Exercise objective -
From the line containing "of the person's" through the last line of the data, return those lines exactly as written and nothing more.

◇ ◇ ◇

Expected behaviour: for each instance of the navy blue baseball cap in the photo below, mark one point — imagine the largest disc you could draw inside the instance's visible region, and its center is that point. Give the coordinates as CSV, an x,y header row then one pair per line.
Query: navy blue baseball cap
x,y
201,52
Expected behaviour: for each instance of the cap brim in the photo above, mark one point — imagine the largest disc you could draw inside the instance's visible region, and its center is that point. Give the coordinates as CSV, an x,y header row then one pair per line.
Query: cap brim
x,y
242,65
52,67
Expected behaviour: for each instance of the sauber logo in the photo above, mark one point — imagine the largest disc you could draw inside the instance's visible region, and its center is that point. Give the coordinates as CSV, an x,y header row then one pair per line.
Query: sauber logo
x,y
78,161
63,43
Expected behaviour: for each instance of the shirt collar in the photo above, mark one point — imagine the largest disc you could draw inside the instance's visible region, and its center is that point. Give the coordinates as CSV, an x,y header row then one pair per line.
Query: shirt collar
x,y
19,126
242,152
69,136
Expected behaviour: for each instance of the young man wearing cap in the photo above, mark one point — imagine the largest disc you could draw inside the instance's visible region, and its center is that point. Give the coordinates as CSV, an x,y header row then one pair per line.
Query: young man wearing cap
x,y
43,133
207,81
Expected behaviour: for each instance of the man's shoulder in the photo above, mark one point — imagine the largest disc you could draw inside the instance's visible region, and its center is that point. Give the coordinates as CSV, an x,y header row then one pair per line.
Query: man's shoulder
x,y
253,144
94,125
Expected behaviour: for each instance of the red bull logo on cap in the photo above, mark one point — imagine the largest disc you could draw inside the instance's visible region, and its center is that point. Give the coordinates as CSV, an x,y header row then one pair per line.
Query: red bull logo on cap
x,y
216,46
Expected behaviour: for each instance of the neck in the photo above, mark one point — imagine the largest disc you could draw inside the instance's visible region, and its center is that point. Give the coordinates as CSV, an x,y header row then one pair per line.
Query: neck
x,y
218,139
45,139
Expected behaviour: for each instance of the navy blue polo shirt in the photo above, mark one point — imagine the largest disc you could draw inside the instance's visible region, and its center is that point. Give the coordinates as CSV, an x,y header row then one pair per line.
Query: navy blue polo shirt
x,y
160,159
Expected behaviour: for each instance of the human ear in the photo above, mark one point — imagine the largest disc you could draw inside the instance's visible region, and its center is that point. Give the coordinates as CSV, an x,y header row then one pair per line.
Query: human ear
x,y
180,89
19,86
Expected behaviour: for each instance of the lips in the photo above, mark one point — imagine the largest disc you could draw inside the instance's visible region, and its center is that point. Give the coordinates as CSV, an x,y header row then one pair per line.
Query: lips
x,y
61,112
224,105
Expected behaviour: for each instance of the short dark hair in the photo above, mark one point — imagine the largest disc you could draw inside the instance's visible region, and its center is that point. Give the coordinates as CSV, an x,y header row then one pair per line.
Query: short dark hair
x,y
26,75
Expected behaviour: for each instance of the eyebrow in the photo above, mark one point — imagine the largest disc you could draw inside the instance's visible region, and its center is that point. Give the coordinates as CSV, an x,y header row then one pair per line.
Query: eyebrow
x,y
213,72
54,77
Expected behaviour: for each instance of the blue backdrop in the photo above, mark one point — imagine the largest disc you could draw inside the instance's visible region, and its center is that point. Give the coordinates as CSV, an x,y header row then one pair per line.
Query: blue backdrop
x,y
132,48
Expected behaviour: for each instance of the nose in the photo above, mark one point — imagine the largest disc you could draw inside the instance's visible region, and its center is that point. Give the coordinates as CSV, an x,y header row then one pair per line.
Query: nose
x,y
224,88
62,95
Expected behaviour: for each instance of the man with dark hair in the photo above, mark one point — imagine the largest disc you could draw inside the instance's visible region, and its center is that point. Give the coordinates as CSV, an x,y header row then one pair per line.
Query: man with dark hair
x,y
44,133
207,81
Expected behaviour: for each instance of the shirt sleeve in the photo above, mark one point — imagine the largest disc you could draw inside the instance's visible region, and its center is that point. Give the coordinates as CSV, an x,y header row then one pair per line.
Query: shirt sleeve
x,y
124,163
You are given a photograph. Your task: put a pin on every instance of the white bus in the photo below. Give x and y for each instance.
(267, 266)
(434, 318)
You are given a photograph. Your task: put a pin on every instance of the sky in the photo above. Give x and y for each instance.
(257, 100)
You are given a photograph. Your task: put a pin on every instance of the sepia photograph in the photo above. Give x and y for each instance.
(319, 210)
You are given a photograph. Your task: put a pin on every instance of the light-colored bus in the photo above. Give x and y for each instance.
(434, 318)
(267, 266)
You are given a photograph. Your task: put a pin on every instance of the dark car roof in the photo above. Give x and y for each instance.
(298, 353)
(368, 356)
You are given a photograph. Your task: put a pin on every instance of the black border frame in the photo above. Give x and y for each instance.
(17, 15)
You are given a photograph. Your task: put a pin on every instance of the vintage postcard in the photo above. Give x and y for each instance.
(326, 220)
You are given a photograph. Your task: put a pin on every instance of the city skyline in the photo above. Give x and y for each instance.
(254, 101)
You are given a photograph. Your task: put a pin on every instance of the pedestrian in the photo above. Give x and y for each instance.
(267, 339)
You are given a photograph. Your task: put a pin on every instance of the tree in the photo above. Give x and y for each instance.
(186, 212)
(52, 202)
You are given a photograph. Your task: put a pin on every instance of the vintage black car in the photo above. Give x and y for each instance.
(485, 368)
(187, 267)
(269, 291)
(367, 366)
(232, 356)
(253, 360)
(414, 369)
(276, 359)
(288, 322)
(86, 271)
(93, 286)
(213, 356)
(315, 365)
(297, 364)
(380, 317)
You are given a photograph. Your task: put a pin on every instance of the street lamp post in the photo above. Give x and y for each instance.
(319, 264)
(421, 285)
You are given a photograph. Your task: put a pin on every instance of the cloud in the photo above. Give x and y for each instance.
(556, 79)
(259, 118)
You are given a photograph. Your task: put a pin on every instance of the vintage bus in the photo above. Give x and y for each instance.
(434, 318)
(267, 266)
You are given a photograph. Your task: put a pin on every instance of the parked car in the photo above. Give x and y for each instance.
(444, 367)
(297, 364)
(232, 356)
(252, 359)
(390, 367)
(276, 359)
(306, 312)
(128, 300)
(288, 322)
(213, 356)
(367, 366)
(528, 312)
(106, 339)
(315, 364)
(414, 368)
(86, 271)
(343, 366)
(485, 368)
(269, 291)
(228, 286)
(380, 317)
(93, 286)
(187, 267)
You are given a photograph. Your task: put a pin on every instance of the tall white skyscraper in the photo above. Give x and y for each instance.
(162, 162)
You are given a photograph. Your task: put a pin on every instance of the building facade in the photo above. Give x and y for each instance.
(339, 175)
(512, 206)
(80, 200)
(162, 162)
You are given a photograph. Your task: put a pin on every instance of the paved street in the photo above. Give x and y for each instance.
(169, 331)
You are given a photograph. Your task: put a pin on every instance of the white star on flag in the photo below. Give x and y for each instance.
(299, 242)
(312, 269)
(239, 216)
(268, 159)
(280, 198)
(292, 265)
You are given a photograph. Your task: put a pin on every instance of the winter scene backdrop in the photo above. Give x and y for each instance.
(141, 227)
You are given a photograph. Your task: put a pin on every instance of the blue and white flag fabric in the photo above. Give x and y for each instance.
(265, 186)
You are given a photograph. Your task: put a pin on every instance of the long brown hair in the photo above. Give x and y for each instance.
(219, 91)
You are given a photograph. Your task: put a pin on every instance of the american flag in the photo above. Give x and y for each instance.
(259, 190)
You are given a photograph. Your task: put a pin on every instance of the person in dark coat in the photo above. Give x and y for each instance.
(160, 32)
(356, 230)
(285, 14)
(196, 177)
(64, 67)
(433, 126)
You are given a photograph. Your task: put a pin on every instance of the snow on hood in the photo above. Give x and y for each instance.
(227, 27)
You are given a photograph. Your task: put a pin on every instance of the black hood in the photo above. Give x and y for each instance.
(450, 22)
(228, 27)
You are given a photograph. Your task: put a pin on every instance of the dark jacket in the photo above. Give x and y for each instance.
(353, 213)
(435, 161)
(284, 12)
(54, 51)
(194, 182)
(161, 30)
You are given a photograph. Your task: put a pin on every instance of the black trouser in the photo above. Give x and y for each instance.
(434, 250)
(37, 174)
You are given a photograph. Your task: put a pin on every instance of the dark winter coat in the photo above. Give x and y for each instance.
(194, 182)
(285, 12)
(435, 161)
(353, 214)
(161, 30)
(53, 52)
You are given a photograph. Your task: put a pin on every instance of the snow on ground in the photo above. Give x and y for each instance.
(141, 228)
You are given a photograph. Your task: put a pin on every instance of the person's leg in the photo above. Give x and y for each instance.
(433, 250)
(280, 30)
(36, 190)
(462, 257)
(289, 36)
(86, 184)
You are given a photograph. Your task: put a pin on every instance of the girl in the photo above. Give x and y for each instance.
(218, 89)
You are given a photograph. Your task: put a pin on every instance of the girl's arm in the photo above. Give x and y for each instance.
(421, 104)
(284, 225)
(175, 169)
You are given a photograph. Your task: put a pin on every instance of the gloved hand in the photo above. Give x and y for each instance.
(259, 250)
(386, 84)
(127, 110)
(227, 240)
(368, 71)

◇ ◇ ◇

The reply -
You are given a photograph. Your task: put a pin on every instance of the person's leg in the photo above. Give x and y for each instance.
(433, 250)
(280, 30)
(36, 190)
(462, 257)
(289, 36)
(86, 184)
You are given a photograph. Your task: put a pin on every instance of the girl in the photo above. Give x and y for each instance.
(218, 89)
You are given a photograph. Your task: put a pin on every instance of the girl's arm in the photo above. Give x and y for each instance.
(421, 104)
(284, 225)
(175, 169)
You are given a photograph. Your task: put a pin on every instance of the gloved hand in the photo above. Give x and y for each instance.
(259, 250)
(386, 84)
(127, 110)
(227, 240)
(368, 71)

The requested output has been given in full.